● Document text:
◇ ◇ ◇ ◇ ◇

Before I had kids, I had no idea how much work it took for moms to be out and about with clean, dressed children. So I will tell you how I get out of the house so that you appreciate the effort when you see me in society with my children.
Reid and Will have officially decided they don’t want to leave the house. At all, ever, for any reason. Will’s favorite phrase has become, “I don’t want to” in regards to basically anything I want him to do (other than eat ice cream bars). Any attempt at leaving the house turns into a big battle.
But despite Reid and Will assuring me that “I don’t want to!”, I persevered in telling them we were going to the YMCA. I instructed Stephen and Adrian to get dressed and get their shoes on while I began the arduous task of pinning down the twins and dressing them. Potty training has added an additional task to our already large list of things required to get out the door (it now takes a full 30 minutes from the time I say ‘time to go, guys!’ to the time we pull out of the garage).
“Reid, Will!” I say, as cheerfully as I can muster, knowing the battle ahead. “Let’s go potty and put on our pants so we can go!”
“I don’t want to!” They yelled, scattering in opposite directions.
I took off after Reid. “Reid! Reid! Come on, sweetie!”
“Noooo!” I heard from the depths of my closet. Spying Reid behind my clothes, I grabbed an arm.
“Nooo! Nooo!” He shrieked. “I don’t want to!”
I wrangled him into the bathroom, placing him on the potty as he cried.
Adrian appeared in the doorway, also crying. “Stephen said my sleepover is on Saturday!” He fretted.
Stephen appeared next to him. “Well it is! And Adrian pinched me!”

◇ ◇ ◇ ◇ ◇

● Problem 1:
According to the parenting post, how long does it now take from saying "time to go, guys!" to pulling out of the garage?
The parenting post and the records have nothing to do with each other.

◇ ◇ ◇ ◇ ◇

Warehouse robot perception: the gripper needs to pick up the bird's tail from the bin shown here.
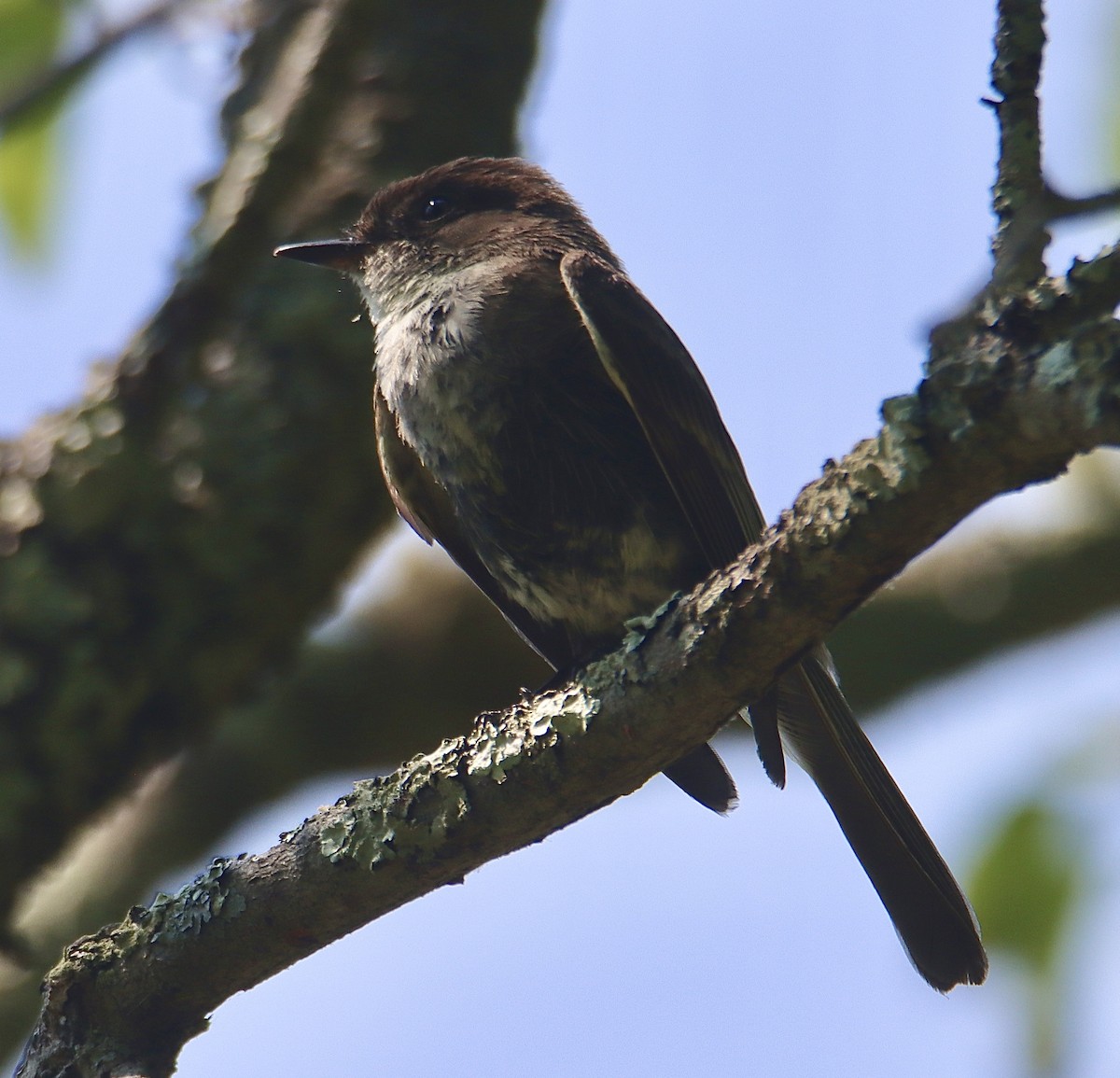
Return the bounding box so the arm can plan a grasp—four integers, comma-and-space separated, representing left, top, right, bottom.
777, 648, 987, 992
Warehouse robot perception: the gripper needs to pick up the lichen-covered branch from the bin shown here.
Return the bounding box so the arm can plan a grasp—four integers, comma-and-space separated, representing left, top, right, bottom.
15, 273, 1120, 1078
991, 0, 1049, 287
0, 0, 541, 953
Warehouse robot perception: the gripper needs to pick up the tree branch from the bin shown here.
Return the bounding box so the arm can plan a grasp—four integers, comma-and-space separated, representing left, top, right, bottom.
0, 0, 541, 949
0, 0, 186, 131
21, 256, 1120, 1078
990, 0, 1049, 288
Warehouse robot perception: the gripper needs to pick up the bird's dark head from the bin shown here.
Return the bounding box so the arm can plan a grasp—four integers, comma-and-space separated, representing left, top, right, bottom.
276, 157, 617, 291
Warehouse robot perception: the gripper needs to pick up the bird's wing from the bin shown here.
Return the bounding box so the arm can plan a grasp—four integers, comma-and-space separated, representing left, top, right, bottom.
560, 253, 987, 992
560, 251, 785, 786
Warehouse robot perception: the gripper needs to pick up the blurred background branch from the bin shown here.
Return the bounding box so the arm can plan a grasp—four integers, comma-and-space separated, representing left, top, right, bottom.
0, 0, 1120, 1071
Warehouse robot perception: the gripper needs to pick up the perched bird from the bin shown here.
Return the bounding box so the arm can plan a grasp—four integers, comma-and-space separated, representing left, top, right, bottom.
275, 158, 987, 992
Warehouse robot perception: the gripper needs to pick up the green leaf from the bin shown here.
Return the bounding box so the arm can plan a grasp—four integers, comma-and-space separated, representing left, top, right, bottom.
0, 0, 63, 91
969, 801, 1085, 977
0, 0, 65, 256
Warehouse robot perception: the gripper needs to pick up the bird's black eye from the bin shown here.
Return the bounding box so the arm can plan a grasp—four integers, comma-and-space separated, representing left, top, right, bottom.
420, 195, 452, 221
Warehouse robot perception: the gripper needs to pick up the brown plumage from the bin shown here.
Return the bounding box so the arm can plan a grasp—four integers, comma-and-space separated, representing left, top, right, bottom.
279, 158, 987, 990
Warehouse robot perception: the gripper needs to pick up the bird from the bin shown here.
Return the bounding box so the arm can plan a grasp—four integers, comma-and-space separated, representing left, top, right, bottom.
274, 157, 987, 992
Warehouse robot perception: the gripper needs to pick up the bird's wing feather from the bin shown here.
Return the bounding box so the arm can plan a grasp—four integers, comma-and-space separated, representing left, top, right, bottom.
560, 251, 785, 786
561, 253, 987, 990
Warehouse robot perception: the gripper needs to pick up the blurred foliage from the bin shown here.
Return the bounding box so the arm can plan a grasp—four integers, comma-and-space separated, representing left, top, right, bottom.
0, 0, 74, 257
969, 798, 1087, 1074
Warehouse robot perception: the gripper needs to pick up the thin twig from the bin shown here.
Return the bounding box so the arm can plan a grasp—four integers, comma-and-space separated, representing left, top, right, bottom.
0, 0, 184, 131
991, 0, 1049, 288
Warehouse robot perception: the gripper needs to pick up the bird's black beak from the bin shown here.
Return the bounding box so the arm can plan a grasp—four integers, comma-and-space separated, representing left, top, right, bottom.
273, 240, 370, 273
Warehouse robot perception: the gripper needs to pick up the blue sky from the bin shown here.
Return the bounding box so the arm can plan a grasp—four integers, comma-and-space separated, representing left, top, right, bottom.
0, 0, 1120, 1078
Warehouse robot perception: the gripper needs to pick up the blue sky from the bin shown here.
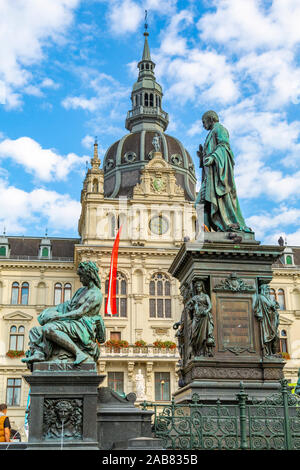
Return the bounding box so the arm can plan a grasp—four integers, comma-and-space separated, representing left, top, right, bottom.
0, 0, 300, 245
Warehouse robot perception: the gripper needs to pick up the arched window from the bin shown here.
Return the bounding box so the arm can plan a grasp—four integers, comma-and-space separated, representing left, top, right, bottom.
54, 282, 62, 305
279, 330, 288, 353
109, 214, 117, 238
37, 282, 46, 305
11, 282, 20, 305
9, 326, 25, 351
149, 273, 172, 318
277, 289, 285, 310
93, 179, 99, 193
63, 283, 72, 302
42, 247, 49, 258
270, 289, 276, 300
105, 271, 127, 318
21, 282, 29, 305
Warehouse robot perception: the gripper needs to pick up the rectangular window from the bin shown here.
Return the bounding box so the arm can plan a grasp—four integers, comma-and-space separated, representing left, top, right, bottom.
149, 299, 156, 318
107, 372, 124, 393
155, 372, 170, 401
6, 379, 21, 406
280, 338, 288, 353
110, 331, 121, 341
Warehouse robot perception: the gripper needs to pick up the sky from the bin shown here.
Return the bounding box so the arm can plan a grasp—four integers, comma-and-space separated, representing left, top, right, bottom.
0, 0, 300, 245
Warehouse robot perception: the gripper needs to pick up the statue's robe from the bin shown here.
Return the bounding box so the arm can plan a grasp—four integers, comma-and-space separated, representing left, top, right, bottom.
25, 286, 105, 361
253, 293, 279, 354
196, 122, 251, 232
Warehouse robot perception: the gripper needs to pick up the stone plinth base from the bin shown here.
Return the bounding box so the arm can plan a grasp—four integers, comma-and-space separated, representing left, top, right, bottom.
169, 239, 285, 403
24, 362, 105, 450
97, 387, 153, 450
113, 437, 164, 451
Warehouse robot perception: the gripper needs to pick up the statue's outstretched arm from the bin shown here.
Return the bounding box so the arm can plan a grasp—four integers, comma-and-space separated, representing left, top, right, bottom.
50, 294, 101, 320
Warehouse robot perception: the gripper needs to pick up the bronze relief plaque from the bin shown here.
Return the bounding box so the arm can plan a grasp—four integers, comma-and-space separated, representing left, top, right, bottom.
217, 294, 255, 354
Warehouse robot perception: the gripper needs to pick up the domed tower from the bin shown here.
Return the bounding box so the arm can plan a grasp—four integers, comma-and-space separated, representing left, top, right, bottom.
103, 32, 196, 201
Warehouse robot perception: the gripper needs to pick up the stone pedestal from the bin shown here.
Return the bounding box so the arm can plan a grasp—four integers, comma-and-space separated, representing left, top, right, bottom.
97, 387, 154, 450
24, 362, 105, 450
169, 232, 285, 403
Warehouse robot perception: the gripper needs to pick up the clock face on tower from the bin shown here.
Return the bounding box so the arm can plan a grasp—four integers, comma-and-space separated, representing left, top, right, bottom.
149, 215, 169, 235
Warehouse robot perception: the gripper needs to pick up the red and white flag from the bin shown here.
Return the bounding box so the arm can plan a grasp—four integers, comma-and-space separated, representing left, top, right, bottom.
105, 225, 122, 315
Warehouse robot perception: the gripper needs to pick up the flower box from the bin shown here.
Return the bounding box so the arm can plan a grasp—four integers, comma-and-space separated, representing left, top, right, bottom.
153, 341, 176, 349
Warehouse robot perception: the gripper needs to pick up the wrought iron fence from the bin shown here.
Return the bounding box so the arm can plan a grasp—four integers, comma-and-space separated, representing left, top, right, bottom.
141, 379, 300, 450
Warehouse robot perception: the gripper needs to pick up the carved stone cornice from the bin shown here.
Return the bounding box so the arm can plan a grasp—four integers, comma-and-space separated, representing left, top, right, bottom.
0, 260, 75, 272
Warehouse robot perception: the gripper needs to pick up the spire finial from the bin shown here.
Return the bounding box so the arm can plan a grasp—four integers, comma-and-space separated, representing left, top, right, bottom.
144, 10, 149, 36
91, 136, 101, 169
94, 136, 98, 160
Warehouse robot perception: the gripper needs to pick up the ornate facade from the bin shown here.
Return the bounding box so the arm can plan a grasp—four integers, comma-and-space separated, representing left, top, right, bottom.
0, 33, 300, 438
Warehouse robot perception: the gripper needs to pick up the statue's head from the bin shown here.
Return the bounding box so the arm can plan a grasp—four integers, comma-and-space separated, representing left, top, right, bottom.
195, 279, 205, 292
202, 110, 219, 130
77, 261, 101, 289
55, 400, 73, 422
260, 284, 270, 295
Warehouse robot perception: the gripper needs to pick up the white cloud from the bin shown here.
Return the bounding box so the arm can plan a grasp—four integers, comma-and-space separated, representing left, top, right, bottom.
0, 137, 87, 181
0, 180, 81, 234
62, 70, 130, 115
0, 0, 80, 109
108, 0, 143, 35
107, 0, 177, 36
247, 204, 300, 245
198, 0, 300, 51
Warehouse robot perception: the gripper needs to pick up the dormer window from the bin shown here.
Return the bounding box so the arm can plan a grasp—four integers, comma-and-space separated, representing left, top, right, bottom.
42, 247, 49, 258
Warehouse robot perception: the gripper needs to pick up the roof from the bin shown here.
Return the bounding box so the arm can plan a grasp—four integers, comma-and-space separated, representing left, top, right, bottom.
7, 237, 80, 259
103, 130, 196, 201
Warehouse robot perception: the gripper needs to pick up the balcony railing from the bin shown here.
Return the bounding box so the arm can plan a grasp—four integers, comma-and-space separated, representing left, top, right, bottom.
127, 106, 168, 120
0, 255, 74, 262
100, 345, 179, 359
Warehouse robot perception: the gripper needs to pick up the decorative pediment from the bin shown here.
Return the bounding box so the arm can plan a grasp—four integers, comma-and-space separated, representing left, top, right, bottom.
3, 311, 33, 321
133, 153, 184, 199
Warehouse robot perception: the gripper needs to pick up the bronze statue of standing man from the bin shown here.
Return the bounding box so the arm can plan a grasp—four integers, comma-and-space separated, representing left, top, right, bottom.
195, 111, 252, 232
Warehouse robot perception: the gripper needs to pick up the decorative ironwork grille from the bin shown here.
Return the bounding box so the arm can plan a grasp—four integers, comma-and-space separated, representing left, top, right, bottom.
141, 379, 300, 450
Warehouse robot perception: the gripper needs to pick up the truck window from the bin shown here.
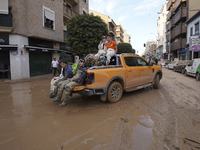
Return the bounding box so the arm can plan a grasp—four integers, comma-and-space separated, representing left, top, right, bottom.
124, 57, 137, 67
136, 57, 147, 66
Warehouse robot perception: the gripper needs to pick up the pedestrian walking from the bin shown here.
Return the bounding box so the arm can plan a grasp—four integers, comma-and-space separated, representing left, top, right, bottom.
51, 58, 59, 77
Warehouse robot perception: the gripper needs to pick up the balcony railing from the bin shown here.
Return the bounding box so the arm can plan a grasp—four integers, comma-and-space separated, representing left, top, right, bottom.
172, 23, 187, 39
167, 0, 175, 10
0, 14, 13, 27
174, 7, 187, 24
173, 0, 186, 11
63, 4, 78, 18
63, 30, 67, 41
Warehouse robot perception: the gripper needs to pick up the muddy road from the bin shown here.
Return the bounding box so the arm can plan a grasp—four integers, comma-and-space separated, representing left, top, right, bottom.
0, 69, 200, 150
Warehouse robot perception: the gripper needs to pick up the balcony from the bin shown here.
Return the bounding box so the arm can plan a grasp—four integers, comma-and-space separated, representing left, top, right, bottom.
167, 0, 175, 11
174, 7, 187, 24
64, 0, 78, 6
63, 4, 78, 19
171, 38, 186, 51
172, 23, 187, 39
0, 14, 13, 32
173, 0, 186, 11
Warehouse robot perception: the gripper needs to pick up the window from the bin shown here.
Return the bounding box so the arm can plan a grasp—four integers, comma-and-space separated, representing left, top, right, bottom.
190, 27, 193, 36
136, 57, 148, 66
43, 6, 55, 30
124, 57, 137, 67
195, 22, 199, 34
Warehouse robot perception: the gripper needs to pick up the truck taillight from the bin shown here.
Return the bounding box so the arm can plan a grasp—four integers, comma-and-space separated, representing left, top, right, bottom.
87, 72, 94, 84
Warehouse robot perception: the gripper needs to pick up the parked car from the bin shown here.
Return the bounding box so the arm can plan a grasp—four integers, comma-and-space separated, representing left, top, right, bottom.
167, 61, 178, 69
185, 58, 200, 80
73, 54, 162, 102
174, 60, 191, 74
158, 59, 169, 67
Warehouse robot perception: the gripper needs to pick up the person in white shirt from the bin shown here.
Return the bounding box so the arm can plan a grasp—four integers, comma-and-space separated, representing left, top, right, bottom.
51, 58, 59, 77
95, 36, 107, 58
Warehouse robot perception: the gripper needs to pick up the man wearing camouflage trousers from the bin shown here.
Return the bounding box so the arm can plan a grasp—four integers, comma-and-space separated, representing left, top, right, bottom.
53, 59, 87, 107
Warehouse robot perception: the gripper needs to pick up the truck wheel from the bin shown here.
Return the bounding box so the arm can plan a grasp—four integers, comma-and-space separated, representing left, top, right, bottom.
108, 82, 123, 103
153, 75, 160, 89
196, 73, 200, 81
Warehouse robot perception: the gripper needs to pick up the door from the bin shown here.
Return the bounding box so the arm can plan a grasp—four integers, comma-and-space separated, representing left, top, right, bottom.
29, 51, 52, 77
187, 60, 194, 73
124, 57, 141, 88
135, 57, 153, 84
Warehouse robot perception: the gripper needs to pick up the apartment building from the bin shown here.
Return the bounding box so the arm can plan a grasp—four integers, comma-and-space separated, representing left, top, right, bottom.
89, 10, 118, 42
116, 23, 124, 43
124, 30, 131, 44
156, 4, 168, 59
0, 0, 88, 79
166, 0, 200, 60
186, 11, 200, 59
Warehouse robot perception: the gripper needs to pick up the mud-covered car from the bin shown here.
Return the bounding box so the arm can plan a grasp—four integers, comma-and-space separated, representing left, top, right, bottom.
73, 54, 162, 102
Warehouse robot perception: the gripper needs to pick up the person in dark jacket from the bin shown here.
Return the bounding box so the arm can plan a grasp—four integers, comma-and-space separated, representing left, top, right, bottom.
53, 59, 87, 107
50, 60, 73, 98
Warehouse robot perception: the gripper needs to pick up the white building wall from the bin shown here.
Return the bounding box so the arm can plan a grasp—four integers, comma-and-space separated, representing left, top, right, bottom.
9, 34, 30, 80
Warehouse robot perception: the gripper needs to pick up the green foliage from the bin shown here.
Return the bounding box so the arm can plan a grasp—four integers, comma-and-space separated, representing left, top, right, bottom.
67, 14, 108, 56
117, 43, 135, 54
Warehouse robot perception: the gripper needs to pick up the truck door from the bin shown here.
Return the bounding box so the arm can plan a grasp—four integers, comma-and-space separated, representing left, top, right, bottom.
124, 57, 141, 88
135, 57, 153, 84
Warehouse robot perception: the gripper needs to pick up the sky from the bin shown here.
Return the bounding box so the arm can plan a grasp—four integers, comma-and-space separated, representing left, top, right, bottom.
89, 0, 167, 55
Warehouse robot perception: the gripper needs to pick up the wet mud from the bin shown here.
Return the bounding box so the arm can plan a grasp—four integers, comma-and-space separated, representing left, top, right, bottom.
0, 69, 200, 150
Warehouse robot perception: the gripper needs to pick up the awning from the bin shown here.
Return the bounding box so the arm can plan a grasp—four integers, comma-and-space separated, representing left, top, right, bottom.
0, 45, 18, 51
24, 45, 72, 54
179, 49, 187, 54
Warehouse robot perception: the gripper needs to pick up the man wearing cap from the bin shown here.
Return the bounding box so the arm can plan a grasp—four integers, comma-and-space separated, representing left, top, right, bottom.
51, 58, 59, 77
105, 35, 117, 65
95, 36, 107, 58
53, 59, 87, 107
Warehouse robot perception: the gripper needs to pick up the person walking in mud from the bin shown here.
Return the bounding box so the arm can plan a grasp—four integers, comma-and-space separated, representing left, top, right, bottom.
49, 60, 73, 98
53, 59, 87, 107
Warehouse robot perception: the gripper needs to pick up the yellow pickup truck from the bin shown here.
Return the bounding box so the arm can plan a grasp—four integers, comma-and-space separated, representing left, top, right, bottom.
73, 54, 162, 102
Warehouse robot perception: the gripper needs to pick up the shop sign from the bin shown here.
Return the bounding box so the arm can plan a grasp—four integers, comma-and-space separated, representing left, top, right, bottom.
11, 50, 18, 56
190, 36, 200, 51
0, 34, 9, 45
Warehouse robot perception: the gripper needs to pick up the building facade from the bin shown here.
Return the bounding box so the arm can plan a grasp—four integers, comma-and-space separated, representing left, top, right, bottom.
89, 10, 118, 42
116, 23, 124, 43
166, 0, 200, 60
0, 0, 88, 79
156, 4, 167, 59
186, 11, 200, 59
124, 30, 131, 44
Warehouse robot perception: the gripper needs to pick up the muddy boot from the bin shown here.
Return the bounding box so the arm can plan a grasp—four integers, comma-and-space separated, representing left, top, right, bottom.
60, 101, 67, 107
49, 93, 56, 98
52, 98, 61, 103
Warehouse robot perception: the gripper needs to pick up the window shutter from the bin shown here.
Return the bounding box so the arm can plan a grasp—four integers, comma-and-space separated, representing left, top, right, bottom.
0, 0, 8, 14
44, 9, 55, 21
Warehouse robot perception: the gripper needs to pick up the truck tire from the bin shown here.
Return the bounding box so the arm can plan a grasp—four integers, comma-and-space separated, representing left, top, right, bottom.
153, 74, 160, 89
196, 73, 200, 81
108, 82, 123, 103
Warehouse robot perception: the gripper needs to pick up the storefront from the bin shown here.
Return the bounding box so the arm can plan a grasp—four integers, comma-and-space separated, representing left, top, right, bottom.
25, 46, 73, 77
0, 34, 18, 79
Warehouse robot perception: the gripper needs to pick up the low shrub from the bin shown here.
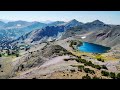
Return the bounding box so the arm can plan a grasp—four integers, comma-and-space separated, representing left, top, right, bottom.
97, 58, 104, 62
116, 73, 120, 79
82, 74, 91, 79
93, 65, 101, 70
93, 76, 100, 79
110, 72, 116, 79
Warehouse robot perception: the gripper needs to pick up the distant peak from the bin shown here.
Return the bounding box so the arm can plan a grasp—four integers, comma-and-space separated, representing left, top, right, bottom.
92, 19, 104, 24
70, 19, 78, 22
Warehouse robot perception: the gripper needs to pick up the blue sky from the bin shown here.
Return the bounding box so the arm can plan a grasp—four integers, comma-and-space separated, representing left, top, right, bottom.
0, 11, 120, 25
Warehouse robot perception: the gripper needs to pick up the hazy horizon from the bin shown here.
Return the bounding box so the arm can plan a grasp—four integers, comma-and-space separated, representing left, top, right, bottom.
0, 11, 120, 25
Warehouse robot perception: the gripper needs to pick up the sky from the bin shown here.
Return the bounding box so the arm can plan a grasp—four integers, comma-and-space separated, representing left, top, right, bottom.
0, 11, 120, 25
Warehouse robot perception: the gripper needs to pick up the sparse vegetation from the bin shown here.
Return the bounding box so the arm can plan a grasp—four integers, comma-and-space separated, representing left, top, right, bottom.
93, 65, 101, 70
78, 65, 84, 71
16, 53, 19, 57
0, 53, 2, 57
116, 73, 120, 79
101, 65, 108, 70
93, 76, 100, 79
84, 68, 95, 74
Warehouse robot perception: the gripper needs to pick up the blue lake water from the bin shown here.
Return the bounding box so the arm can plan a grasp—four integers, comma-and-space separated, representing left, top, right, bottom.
78, 42, 110, 53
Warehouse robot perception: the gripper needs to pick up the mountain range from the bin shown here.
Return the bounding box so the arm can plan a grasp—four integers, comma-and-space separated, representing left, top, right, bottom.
0, 19, 120, 46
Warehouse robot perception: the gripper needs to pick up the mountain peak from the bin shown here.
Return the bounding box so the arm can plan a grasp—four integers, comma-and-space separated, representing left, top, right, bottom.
92, 19, 104, 24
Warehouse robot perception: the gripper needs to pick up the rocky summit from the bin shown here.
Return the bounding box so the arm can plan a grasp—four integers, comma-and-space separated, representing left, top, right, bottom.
0, 14, 120, 79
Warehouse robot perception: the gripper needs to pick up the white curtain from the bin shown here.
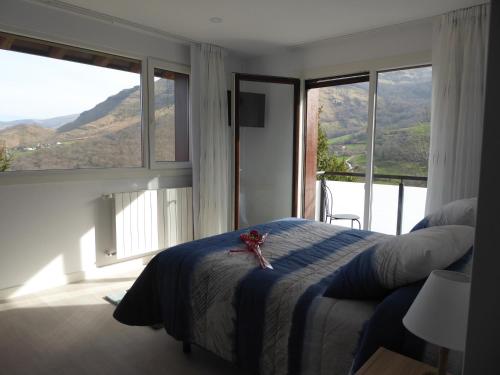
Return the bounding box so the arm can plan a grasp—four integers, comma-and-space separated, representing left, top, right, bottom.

◇ ◇ ◇ ◇ ◇

● Problem 2:
Rewrite the records as a numbered list, starting at the line containing "wing from the bin shown here." and ending at the line containing "0, 0, 65, 256", leaving out any blank lines.

● Task result 1:
A full 30 minutes.

● Task result 2:
1. Warehouse robot perception: the gripper needs to pick up the bird's wing from the bin shown here.
2. Return the bounding box so the arm can plan a grasp—four integers, comma-and-space separated, representing left, top, right, bottom.
3. 560, 253, 987, 992
4. 560, 251, 785, 786
5. Warehouse robot perception: the gripper needs to pick up the blurred background branch from the bin shown here.
6. Return the bounding box so the arm can plan a grasp—four integers, comma-and-space separated, representing left, top, right, bottom.
7. 0, 0, 1120, 1071
8. Warehouse robot perception: the gripper needs to pick up the perched bird from the bin shown here.
9. Return the bounding box so the arm can plan a grasp—four integers, comma-and-space separated, representing left, top, right, bottom.
10. 275, 158, 987, 992
11. Warehouse robot perception: the gripper needs to pick up the green leaf from the bin shown here.
12. Return the bounding box so the arm can plan a grasp—four integers, comma-and-space separated, representing left, top, right, bottom.
13. 0, 0, 63, 91
14. 969, 801, 1085, 977
15. 0, 0, 65, 256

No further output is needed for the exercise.